[Working data]
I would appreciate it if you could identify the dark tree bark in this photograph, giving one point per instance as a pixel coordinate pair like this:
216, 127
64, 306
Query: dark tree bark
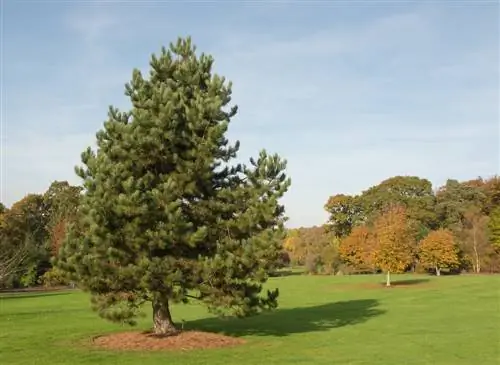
162, 319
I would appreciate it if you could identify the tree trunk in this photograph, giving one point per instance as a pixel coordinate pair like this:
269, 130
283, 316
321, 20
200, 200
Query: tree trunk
162, 319
476, 254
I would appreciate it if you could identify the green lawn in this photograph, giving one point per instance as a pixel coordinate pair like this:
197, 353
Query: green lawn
452, 320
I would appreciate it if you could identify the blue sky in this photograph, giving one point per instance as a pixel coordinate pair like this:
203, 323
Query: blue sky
349, 92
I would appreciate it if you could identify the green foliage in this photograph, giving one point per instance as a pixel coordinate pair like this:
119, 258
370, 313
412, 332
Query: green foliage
494, 227
54, 277
29, 278
345, 213
411, 192
321, 321
165, 217
454, 199
315, 247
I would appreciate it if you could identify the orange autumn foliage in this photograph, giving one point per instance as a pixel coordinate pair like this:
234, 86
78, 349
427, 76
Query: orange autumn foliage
394, 241
57, 236
439, 250
356, 248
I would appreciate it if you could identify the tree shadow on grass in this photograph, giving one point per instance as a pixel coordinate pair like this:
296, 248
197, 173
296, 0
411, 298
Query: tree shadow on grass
284, 322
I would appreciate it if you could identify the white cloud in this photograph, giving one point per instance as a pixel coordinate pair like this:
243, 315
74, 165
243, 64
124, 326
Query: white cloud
348, 106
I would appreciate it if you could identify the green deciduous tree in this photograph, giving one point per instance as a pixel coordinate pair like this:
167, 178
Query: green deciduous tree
494, 227
394, 247
411, 192
345, 213
165, 216
454, 199
439, 250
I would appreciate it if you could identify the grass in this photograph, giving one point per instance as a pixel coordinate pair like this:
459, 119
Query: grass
452, 320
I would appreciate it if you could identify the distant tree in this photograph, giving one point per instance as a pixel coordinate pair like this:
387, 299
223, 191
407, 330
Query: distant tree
315, 247
454, 199
439, 250
345, 213
357, 248
165, 217
473, 235
491, 190
292, 245
494, 228
12, 261
394, 247
23, 226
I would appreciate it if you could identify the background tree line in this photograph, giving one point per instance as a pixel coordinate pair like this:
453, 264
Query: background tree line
31, 233
402, 224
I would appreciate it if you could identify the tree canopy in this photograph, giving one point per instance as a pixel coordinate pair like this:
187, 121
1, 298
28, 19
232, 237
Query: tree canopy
165, 216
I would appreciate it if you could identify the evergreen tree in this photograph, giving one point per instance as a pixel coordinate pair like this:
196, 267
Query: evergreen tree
165, 217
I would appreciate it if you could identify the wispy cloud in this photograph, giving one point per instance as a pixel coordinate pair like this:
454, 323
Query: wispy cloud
353, 97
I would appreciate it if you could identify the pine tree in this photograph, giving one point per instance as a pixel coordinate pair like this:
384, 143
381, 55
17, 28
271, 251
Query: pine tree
165, 217
394, 247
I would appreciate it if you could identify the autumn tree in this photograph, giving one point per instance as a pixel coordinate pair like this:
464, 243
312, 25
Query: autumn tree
23, 228
357, 248
454, 199
61, 201
345, 213
394, 247
494, 228
166, 217
315, 247
411, 192
438, 250
11, 261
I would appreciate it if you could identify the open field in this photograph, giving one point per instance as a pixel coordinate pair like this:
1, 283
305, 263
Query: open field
452, 320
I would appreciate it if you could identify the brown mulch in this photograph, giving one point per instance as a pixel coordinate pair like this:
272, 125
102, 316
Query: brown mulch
146, 341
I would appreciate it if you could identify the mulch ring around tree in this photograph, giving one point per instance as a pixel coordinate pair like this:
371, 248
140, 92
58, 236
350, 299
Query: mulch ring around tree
146, 341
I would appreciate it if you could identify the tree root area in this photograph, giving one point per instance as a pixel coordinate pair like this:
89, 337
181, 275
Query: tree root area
147, 341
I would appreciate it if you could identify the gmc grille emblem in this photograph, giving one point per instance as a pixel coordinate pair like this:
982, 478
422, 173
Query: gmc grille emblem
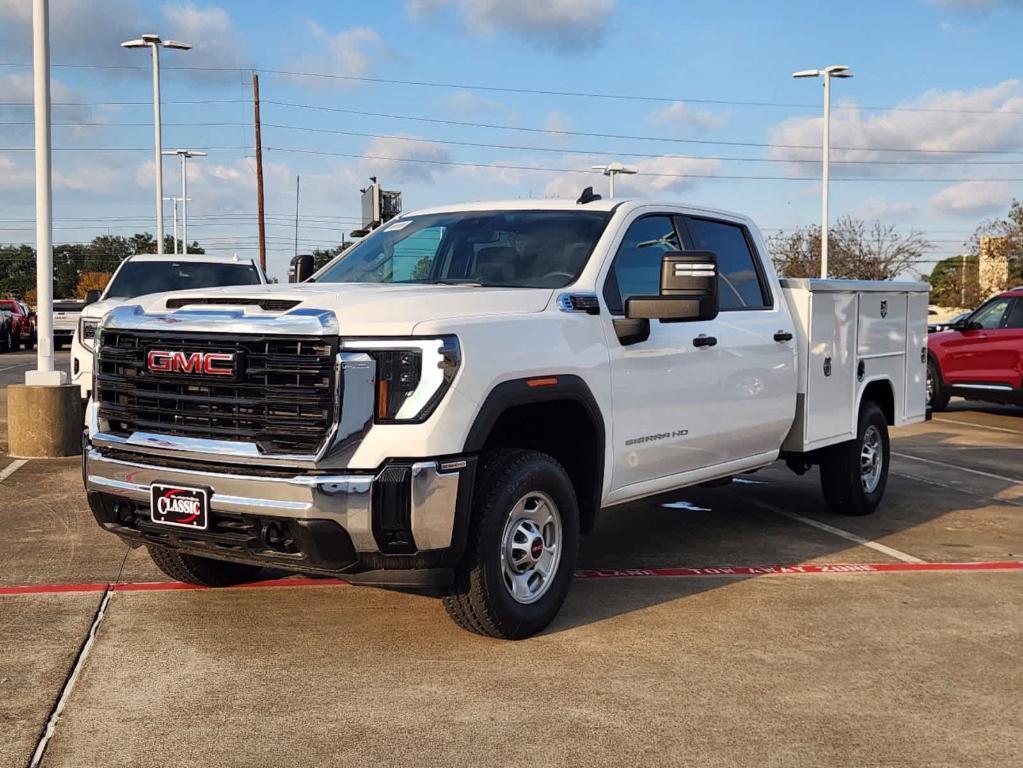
196, 363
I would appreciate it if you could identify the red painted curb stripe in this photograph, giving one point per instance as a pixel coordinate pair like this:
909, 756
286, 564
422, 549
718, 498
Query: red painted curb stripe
856, 568
629, 573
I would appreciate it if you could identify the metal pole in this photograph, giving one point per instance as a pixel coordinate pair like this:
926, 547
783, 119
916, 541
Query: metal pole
44, 373
824, 197
184, 204
298, 181
159, 149
259, 175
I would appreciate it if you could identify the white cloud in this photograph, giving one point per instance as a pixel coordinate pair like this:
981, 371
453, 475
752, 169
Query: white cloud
679, 174
390, 160
348, 53
678, 113
560, 25
985, 119
881, 210
976, 6
215, 38
972, 198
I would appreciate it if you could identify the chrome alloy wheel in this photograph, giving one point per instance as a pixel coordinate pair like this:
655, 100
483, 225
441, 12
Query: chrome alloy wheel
872, 459
531, 547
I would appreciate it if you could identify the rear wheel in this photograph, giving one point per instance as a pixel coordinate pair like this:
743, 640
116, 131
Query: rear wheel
937, 394
853, 475
202, 571
522, 546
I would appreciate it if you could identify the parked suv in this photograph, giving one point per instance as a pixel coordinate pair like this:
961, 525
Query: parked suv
981, 356
143, 274
23, 323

[Exercise]
Repeat the lines from the one containing "I would appreciate it if you could identify the metal" through the end of the listing, exactly and without any other lines; both ends are included.

[Answer to this problem]
I would appreciate it if you could identify the metal pole in this photograph, giving one point per instance as a pixel coordinate pair like this:
926, 547
783, 119
916, 541
Query: metal pole
44, 373
824, 197
184, 204
298, 181
159, 149
259, 175
I would appreciate it if you could identify the white cloud in this photograph, giving one point per instance as a pixel coordinate pair like this:
981, 371
453, 475
752, 169
Query: white cloud
679, 174
390, 160
348, 53
678, 113
560, 25
985, 119
881, 210
976, 6
215, 38
972, 198
I would appreciate it if you could identify the chrome alloy wheel in this photograph, giving one point per instance as a pixel coordinate pair like this:
655, 100
483, 225
441, 12
Query: chrome alloy wheel
872, 459
531, 547
I would appreciate it if you could identify the rear wheel in this photograph, giving one point per instance as a pixel coordinate pair like this:
743, 640
116, 131
Query: rear wheel
937, 394
853, 475
202, 571
522, 546
I would appreciate it if you could identify the parked suv in this photograph, giving one point per instance as a pixel coordinate pair like this:
961, 525
Query: parked suv
981, 356
143, 274
23, 323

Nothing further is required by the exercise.